T H E   N I H    C A T A L Y S T      M A Y  –  J U N E  1999



by Doug Loftus
The Vaccine Research Center: In the throes of development in the spring of 1999 (above) and as it is projected to appear in splendid completion in the summer of 2000 (below).

Since construction of the new Vaccine Research Center (VRC) began last year, people working in Buildings 36 and 37 have been front row spectators to a large-scale creative endeavor. Amid noise and a seemingly chaotic array of equipment, cables, concrete, and steel, specialized teams of craftsmen methodically coordinate their activities, progressively building from the foundation upward. When finished, the product of their efforts will benefit not only the research community, but, it is hoped, public health as well. The creation of the VRC itself serves as a fitting metaphor for the planned activities of its future occupants, according to the vision set forth by VRC Director Gary Nabel at the Office of AIDS Research Advisory Council (OARAC) meeting held April 28–29.

Nabel, who has been a Hughes Investigator at the University of Michigan, Ann Arbor, as well as director of the Center for Gene Therapy there, has a strong and diverse background in research and medicine, though vaccine development has not been the focus of his career. "I do actually think there is an advantage to the fact that I wasn’t in traditional vaccine development—I understand the issues, but I think I can come in with more of an open mind and try to facilitate things based on my background," he says.

▸ QUESTIONS
**a.** Reproduce the passage of the Vaccine Research Center article that begins at the words "by Doug Loftus" and stops after "of 2000 (below).".
**b.** According to the Vaccine Research Center article, when was the Office of AIDS Research Advisory Council meeting held?
**c.** Decide whether each statement agrees with the Vaccine Research Center article. For each, answer yes or no and quote the words of the article that decide it.
(i) Construction of the Vaccine Research Center began last year.
(ii) Vaccine development has been the focus of Gary Nabel's career.
(iii) The Vaccine Research Center is projected to be complete in the summer of 2000.

▸ MATERIAL SUPPLIED
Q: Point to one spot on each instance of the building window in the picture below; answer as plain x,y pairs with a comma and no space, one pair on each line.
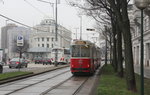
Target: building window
42,39
52,39
52,45
52,31
47,45
42,45
47,39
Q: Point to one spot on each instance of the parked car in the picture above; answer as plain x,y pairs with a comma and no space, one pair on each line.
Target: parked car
1,67
18,63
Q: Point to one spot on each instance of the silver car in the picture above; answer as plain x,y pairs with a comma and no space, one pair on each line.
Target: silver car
18,63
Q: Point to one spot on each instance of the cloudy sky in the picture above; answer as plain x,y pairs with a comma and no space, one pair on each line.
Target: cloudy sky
31,12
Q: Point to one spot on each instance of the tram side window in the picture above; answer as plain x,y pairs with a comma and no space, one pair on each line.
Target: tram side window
75,51
85,51
66,51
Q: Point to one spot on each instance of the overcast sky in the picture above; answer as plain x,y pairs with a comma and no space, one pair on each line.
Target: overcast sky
31,12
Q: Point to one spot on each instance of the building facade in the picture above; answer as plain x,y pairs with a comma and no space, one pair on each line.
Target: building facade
9,35
135,22
42,39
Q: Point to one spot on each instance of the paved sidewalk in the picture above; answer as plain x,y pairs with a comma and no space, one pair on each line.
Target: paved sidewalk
146,71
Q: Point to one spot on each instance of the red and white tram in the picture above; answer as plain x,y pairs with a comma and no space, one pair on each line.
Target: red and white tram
85,57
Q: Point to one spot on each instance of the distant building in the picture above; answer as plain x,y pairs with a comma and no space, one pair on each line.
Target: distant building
42,39
4,32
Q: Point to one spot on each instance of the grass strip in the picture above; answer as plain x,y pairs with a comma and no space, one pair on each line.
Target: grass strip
110,84
9,75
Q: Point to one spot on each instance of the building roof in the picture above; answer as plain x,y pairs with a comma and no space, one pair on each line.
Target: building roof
39,49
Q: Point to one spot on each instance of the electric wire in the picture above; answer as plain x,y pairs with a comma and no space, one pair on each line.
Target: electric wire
29,26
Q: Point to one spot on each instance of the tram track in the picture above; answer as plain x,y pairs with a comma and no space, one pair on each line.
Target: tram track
34,83
80,87
74,92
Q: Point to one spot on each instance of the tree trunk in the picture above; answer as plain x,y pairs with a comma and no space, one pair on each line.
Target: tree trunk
130,77
119,53
106,51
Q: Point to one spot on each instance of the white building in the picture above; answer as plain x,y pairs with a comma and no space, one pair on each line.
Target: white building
135,21
42,39
9,35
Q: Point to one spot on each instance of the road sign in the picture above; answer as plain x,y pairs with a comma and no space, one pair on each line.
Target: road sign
20,41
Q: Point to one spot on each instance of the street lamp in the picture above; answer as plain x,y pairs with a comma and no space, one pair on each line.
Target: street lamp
56,28
80,27
142,4
52,4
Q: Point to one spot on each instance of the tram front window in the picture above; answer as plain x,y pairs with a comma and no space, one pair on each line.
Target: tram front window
80,51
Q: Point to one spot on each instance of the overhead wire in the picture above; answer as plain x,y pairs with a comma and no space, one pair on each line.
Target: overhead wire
28,25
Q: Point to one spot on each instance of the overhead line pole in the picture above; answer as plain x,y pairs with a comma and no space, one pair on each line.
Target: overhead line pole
56,39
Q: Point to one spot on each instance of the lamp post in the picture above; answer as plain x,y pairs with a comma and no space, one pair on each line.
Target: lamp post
142,4
80,27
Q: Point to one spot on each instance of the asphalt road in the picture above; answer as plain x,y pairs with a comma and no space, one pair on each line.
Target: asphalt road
31,66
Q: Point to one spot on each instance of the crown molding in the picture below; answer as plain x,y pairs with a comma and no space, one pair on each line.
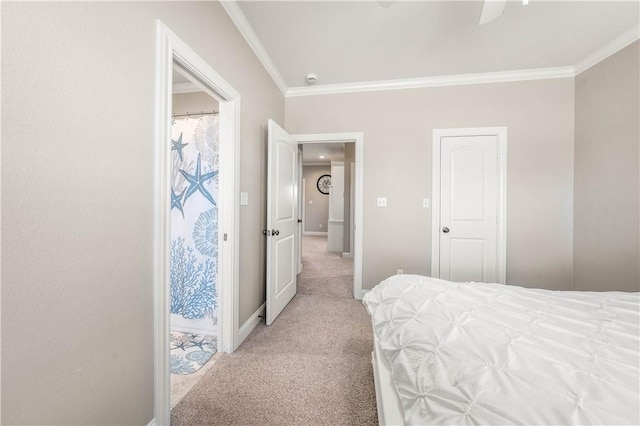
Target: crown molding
241,22
243,25
440,81
615,45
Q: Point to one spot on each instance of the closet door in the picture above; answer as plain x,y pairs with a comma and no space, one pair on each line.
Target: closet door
282,220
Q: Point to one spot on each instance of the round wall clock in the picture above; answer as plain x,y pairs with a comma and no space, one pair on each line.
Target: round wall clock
323,184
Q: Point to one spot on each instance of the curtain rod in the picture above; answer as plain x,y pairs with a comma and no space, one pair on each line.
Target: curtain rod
191,114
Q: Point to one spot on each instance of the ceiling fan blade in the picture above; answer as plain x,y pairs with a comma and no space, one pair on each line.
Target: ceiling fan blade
386,3
491,10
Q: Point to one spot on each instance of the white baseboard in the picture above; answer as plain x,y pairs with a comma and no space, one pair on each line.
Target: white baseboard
362,293
201,326
251,323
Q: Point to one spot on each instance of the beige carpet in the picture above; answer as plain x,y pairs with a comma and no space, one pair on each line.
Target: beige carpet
312,366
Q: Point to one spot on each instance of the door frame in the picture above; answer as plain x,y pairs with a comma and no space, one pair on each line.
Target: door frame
501,134
170,50
358,139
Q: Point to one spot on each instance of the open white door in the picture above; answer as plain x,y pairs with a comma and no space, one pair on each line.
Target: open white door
282,220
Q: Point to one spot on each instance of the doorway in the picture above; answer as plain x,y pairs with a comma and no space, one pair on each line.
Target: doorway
173,53
350,244
469,204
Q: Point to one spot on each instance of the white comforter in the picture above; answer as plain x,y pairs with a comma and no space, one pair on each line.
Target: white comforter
472,353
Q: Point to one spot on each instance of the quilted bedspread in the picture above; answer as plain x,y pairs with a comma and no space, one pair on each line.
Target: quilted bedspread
475,353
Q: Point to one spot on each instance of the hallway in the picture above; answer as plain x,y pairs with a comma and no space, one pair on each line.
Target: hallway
311,366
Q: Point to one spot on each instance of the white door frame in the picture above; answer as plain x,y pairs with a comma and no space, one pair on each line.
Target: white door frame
302,212
501,133
358,139
171,49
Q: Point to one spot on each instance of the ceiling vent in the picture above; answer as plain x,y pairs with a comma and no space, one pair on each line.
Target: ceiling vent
311,78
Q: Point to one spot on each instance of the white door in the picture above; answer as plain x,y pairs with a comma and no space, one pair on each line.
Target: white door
282,220
469,189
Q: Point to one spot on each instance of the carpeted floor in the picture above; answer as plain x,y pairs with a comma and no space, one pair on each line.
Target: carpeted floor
312,366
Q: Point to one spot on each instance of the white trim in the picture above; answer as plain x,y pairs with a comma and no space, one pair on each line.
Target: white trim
250,324
358,138
615,45
169,49
316,163
439,81
241,22
314,233
501,133
203,326
185,88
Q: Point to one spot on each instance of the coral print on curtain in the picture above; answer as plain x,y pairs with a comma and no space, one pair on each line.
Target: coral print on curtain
194,217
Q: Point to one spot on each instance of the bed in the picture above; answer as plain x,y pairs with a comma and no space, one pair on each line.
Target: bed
477,353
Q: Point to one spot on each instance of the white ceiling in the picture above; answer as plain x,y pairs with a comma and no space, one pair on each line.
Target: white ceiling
349,42
311,153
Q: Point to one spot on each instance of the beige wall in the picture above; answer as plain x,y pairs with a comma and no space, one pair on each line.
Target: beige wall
78,94
194,102
316,205
398,127
606,215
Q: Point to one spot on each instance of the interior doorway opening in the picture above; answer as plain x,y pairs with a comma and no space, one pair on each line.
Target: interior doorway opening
220,247
343,229
326,211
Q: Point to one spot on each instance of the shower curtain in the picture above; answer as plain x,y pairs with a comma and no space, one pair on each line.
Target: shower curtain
194,218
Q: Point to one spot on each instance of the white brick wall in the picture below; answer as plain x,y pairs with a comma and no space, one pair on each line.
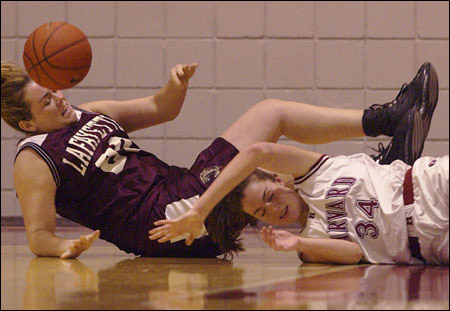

▸ EXERCISE SOLUTIONS
**a.**
by Doug Loftus
The Vaccine Research Center: In the throes of development in the spring of 1999 (above) and as it is projected to appear in splendid completion in the summer of 2000 (below).

**b.** April 28–29

**c.**
(i) Yes: "Since construction of the new Vaccine Research Center (VRC) began last year"
(ii) No: "though vaccine development has not been the focus of his career"
(iii) Yes: "as it is projected to appear in splendid completion in the summer of 2000"